[Goal of the exercise]: In the data below, take the lines starting at the one containing "Scouting pass: put a marker on the white t-shirt, one" and ending at the one containing "[(235, 138), (121, 91)]", and write them out again with "white t-shirt" switched to "black t-shirt" and nothing else altered.

[Records for the task]:
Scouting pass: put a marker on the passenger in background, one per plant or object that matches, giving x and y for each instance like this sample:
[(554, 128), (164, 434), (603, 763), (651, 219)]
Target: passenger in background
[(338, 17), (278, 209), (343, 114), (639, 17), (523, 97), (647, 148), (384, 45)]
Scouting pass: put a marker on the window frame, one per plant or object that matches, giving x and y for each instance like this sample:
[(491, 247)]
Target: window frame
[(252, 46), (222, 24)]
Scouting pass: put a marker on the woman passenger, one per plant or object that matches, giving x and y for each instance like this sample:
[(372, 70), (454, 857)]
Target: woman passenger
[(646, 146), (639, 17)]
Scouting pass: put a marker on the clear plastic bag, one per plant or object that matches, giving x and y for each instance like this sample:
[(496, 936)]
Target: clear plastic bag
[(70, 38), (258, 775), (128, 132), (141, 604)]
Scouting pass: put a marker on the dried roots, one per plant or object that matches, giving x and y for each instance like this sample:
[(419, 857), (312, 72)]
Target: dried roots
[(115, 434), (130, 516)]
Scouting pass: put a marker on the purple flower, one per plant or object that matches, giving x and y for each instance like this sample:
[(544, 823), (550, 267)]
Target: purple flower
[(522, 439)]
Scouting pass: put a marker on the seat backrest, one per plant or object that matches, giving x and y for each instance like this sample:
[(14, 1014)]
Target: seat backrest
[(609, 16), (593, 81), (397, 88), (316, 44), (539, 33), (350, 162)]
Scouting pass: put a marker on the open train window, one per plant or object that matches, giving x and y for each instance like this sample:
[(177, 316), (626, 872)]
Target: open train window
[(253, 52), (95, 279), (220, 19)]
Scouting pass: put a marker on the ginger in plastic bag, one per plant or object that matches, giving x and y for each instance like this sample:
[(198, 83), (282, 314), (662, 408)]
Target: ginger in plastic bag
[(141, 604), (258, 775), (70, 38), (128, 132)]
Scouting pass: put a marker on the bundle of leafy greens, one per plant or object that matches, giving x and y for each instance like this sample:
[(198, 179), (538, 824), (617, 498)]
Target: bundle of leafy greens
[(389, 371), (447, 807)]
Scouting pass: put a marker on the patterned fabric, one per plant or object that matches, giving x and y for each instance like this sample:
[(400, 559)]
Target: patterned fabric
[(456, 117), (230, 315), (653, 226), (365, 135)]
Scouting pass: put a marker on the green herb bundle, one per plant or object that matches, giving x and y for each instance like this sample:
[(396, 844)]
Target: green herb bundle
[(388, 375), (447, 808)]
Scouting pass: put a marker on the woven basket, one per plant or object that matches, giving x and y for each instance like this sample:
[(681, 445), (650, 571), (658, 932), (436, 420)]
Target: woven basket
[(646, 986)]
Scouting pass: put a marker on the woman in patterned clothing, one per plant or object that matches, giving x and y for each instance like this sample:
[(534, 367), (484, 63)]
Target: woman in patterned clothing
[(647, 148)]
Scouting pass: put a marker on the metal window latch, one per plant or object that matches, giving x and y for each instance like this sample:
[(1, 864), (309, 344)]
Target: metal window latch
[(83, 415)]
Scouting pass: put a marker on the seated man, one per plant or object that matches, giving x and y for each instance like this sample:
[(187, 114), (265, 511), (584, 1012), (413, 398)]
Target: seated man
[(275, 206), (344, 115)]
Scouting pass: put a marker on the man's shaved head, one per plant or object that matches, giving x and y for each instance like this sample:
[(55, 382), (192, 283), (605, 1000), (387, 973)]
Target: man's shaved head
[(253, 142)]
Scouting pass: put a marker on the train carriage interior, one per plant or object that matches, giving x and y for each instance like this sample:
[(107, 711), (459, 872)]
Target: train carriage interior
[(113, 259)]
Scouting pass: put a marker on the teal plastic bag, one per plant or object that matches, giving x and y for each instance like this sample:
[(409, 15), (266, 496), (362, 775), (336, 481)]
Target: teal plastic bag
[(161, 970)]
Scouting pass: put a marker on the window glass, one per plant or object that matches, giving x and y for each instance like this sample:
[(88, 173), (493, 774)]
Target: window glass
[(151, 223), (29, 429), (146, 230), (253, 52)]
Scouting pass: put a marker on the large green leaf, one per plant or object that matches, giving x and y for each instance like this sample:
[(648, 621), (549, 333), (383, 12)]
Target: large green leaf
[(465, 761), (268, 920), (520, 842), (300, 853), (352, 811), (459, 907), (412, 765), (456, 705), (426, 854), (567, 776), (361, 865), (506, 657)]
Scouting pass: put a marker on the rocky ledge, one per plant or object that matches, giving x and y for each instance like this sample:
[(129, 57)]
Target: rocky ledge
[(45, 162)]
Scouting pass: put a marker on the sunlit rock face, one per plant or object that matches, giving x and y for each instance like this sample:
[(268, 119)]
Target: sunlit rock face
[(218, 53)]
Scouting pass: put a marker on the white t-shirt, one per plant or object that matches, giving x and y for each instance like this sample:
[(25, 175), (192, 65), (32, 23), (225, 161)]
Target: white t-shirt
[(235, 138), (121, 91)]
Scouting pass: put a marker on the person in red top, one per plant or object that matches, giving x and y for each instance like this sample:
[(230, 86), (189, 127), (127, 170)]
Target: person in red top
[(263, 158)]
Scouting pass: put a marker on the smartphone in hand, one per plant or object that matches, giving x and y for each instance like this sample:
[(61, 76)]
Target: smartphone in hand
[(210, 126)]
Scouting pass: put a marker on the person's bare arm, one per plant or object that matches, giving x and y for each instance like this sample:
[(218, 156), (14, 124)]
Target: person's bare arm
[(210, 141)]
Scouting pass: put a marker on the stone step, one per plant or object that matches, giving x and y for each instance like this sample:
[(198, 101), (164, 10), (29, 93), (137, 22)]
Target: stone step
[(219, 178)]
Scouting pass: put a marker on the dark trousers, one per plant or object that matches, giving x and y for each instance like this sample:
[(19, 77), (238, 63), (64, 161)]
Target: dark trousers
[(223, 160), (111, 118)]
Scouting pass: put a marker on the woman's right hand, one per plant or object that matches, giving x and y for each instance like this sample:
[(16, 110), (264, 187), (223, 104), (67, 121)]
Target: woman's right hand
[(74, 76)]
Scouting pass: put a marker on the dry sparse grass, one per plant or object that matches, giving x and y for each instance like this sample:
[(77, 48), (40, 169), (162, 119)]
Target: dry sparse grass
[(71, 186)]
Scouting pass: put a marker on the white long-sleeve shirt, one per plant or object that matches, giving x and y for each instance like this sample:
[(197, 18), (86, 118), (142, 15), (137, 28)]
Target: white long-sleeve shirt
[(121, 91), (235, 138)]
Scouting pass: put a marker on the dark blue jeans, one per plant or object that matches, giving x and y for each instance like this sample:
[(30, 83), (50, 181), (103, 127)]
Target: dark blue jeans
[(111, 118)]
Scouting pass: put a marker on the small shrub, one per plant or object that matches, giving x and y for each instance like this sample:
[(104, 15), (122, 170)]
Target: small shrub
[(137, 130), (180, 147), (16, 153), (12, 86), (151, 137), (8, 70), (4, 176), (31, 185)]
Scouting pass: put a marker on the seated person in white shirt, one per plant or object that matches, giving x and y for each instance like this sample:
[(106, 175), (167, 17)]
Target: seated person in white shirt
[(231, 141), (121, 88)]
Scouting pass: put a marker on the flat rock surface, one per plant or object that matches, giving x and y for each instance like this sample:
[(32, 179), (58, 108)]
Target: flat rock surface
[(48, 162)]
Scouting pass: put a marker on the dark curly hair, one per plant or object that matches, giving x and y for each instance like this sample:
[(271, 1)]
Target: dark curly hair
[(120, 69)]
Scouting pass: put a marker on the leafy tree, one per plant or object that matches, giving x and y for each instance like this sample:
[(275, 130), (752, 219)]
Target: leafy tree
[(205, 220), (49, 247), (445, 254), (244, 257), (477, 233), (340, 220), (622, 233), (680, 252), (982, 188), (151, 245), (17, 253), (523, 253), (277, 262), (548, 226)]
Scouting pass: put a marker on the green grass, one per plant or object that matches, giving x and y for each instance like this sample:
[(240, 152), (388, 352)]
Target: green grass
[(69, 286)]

[Complete output]:
Scouting pass: put a marker on the black t-shirt, one per plant or object that matches, giving x and y for each instance like this sample:
[(25, 175), (192, 65), (32, 23), (225, 161)]
Target: black t-shirt
[(235, 138), (121, 91)]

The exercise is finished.